> _CHECK YOUR UNDERSTANDING_
1. Copy the portion of the e-commerce trust story that starts at the words "If you don’t" and ends after the words "amazing teachers around)".
2. In the e-commerce trust story, what feeling is described as the only experience that truly matters to a client?
3. Write the next section of the e-commerce trust story, continuing after its final sentence.

> _SUPPLIED PASSAGE_

══════════

Trust me Not

A quick story of a retail (failed) experience.
Anyone that has small children knows the feeling of having an easy Sunday night disturbed by realizing you forgot to get something your kids will need for activities at the school during the coming week. It could be as insignificant as a package of crayons or as complex as a new outfit.
If you don’t have kids, trust me, it can drive you crazy to think your kid would be that kid left out, the one that forgets to bring activity props to school every time. What do you do? You jump online to your favorite e-commerce, pick what you need, click same day or next day delivery, you don’t care about the price, all you want to do is getting this issue solved; you pay with your credit card, get a confirmation order number and off you go to feeling like the best parent in the world, juggling hundred things, getting lost in the middle, but coming thru at the end of regulation time.
In Covid-19 times, this might be different. You might not need to buy something for your kids to take to school, but you will most likely need it for a crazy new online activity the teacher came up with. (Shout out to all the crazy, creative, amazing teachers around)
Now follow me on the next scenario. Imagine Monday morning comes, and you expect your package before your kid’s activity at school. You believe you have time, and worst-case scenario, if it gets home after your kids leave for school, you have the hip new courier app to get it to them before the activity even starts.
Halfway morning goes by, and nothing yet. You check the tracking number, and it tells you the order was processed and that it might have left for your place. No more, no less. Panic sets in and you try to contact delivery support, wait on-line for a while just to get a robot to attend you and telling you the same information you got in the system. Finally due time comes, and your order never gets home, your kid gets to be ’The One’ that does not take part in activities, and you become ‘The Parent’ that does not take part or care about the growth of your kids.
What happened? You did everything right. You chose and bought the item; you payed for the item, you even paid for the extra cost of next day delivery, and it didn’t work. Trust has been broken, and believe me, it is not you, is your friendly e-commerce provider.
It might look like a fun story, but to be honest, this happens more times than not. Not forgetting to get something for your kids, but that a lot of e-commerce platforms aren’t prepare to give you the only experience that truly matters to a client, the feeling of trust. That feeling you get when you order something online, without even seen in it in a physical store, and you get exactly what you order, in the time you were told, and in the condition they promised you. This means seller accountability, and to any company digital sale strategy, it means increased revenue and loyal customers.

══════════

(Image point grounding rows)

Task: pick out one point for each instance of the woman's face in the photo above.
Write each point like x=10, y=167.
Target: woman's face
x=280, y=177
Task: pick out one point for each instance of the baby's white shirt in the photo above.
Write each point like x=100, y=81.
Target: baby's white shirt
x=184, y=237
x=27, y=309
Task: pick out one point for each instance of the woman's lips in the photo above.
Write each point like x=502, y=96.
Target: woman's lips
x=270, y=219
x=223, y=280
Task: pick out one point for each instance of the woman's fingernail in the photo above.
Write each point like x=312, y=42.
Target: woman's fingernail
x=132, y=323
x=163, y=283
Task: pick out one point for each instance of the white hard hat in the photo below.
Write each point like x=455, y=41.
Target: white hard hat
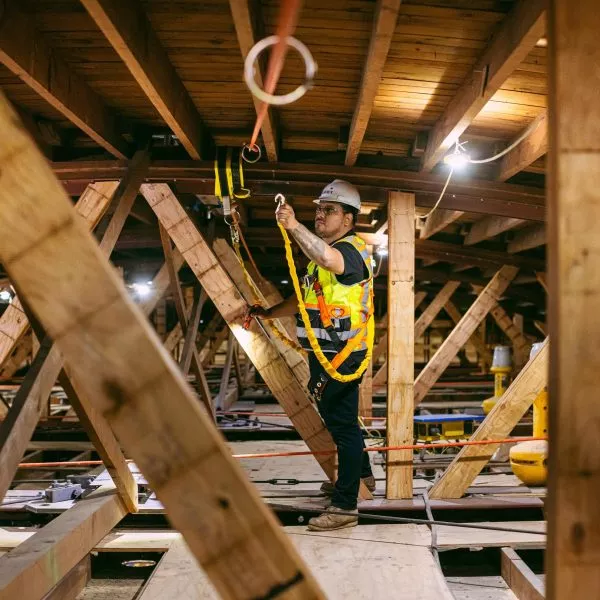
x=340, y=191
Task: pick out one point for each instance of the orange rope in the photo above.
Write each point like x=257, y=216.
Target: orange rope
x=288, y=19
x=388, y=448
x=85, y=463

══════════

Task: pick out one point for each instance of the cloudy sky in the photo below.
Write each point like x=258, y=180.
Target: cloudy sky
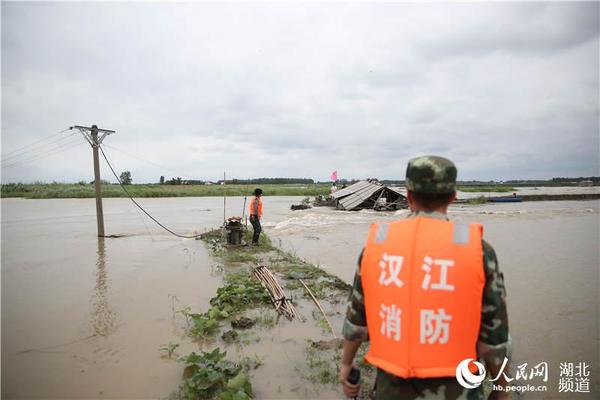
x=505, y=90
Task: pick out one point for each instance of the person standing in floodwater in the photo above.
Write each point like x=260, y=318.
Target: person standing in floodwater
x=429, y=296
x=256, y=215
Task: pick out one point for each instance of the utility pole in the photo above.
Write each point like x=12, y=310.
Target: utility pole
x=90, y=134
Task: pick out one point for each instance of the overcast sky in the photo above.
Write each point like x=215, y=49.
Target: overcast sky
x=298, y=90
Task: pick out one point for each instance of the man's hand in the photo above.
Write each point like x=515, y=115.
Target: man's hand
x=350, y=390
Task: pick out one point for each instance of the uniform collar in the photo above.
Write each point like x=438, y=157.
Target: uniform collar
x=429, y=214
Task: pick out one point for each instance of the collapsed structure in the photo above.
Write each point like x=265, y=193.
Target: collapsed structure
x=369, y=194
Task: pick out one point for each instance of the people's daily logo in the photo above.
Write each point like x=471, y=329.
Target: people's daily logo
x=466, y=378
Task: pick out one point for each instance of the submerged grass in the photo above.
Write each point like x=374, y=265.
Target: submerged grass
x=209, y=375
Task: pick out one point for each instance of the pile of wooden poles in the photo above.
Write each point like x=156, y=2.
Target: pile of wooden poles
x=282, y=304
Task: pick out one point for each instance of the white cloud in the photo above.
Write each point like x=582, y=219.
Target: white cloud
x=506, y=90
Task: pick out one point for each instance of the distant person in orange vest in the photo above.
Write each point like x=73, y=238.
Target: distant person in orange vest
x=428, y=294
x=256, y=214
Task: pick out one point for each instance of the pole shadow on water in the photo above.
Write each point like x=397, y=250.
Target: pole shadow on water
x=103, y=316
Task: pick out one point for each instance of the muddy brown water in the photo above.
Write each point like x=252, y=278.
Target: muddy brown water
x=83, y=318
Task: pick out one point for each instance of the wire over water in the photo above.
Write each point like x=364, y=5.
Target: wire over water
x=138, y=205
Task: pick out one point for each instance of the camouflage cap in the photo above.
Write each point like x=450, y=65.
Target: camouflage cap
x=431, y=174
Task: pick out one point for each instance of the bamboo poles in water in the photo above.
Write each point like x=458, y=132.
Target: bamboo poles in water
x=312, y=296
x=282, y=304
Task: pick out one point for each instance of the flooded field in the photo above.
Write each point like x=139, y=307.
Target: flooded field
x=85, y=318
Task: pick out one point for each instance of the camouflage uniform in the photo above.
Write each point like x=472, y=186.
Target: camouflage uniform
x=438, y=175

══════════

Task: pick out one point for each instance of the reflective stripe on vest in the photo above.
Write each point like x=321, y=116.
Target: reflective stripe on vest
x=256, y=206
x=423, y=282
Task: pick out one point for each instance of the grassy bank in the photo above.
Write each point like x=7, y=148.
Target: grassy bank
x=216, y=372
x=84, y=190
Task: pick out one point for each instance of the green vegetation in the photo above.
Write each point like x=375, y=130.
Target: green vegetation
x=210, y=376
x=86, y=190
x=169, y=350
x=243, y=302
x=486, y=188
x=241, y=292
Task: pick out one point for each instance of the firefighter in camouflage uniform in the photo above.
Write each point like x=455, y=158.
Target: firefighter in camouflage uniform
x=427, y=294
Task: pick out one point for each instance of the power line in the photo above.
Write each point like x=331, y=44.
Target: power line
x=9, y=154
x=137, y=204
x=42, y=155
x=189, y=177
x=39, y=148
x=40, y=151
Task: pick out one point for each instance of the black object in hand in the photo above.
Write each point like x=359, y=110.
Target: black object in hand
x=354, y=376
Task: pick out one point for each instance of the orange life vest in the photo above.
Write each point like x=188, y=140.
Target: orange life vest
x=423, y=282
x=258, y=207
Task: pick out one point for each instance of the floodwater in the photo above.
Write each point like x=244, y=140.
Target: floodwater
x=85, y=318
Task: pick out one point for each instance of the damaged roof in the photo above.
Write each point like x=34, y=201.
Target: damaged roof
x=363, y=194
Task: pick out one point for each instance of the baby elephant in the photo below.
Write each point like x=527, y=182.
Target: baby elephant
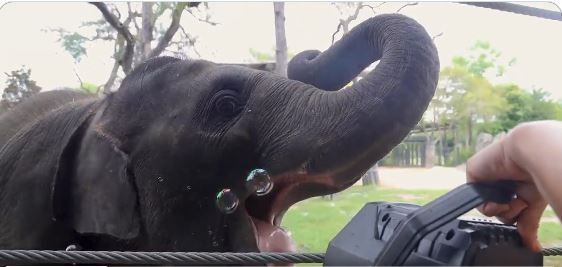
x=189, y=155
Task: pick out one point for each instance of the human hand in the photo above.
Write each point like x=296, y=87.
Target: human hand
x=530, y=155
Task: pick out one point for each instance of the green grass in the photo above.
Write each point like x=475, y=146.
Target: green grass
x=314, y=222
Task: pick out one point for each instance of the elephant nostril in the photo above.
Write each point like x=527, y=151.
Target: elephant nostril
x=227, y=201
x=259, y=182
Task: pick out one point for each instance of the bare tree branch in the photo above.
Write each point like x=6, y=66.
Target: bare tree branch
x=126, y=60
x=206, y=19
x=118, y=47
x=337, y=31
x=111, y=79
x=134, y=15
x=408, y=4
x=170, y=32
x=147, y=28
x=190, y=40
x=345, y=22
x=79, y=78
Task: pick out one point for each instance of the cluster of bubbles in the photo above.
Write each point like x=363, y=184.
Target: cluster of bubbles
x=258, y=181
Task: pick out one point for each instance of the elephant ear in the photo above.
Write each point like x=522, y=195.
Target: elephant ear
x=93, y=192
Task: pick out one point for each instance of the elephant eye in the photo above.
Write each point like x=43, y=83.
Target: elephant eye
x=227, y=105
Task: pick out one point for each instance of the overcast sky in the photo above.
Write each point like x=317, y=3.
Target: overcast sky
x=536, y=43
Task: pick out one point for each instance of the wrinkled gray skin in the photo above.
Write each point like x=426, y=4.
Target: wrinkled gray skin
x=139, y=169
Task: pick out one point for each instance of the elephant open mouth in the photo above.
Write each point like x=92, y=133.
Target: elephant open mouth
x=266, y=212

══════════

> _TASK RESULTS_
1.
If you don’t have kids, trust me, it can drive you crazy to think your kid would be that kid left out, the one that forgets to bring activity props to school every time. What do you do? You jump online to your favorite e-commerce, pick what you need, click same day or next day delivery, you don’t care about the price, all you want to do is getting this issue solved; you pay with your credit card, get a confirmation order number and off you go to feeling like the best parent in the world, juggling hundred things, getting lost in the middle, but coming thru at the end of regulation time.
In Covid-19 times, this might be different. You might not need to buy something for your kids to take to school, but you will most likely need it for a crazy new online activity the teacher came up with. (Shout out to all the crazy, creative, amazing teachers around)

2. The feeling of trust.

3.
Trust moves us to acquire any product or service. Yes, desire matters, but MORE times than not, you desire only what you can trust.
The big issue is that during this Pandemic, companies have focused almost entirely in building their e-commerce presence, with all the bells and whistles, but forget that their e-commerce platform is just a pretty face to a sometimes hollow back-end process.
Even those with a mature e-commerce presence. Thanks to Covid19, online sales rose between 5x to 7x already during 2020. Volume like that consume every supply chain, logistics and back-end strategy a company could have had in place.
As much infrastructure and platforms companies have, the lack of communication between them and the lack of awareness in the whole digital sales process, kills the experience.
I have seen this in small, medium and gigantic companies. The lack of visibility brings lack of awareness and ends up in lack of execution at the front line.
As in the physical space, companies that thought the purchasing experience was done after the checkout line, companies that believes the e-commerce experience consists of a great APP or a great e-commerce site, are in for a long headache.
Once trust is lost it will be a long time to get it back. In fact, according to Adobe Digital Index 2020, 25% of clients that have had a bad experienced, will desist and not come back to the site.
Trust equals revenue. It is that simple. retailers shouldn’t forget what it’s at stake.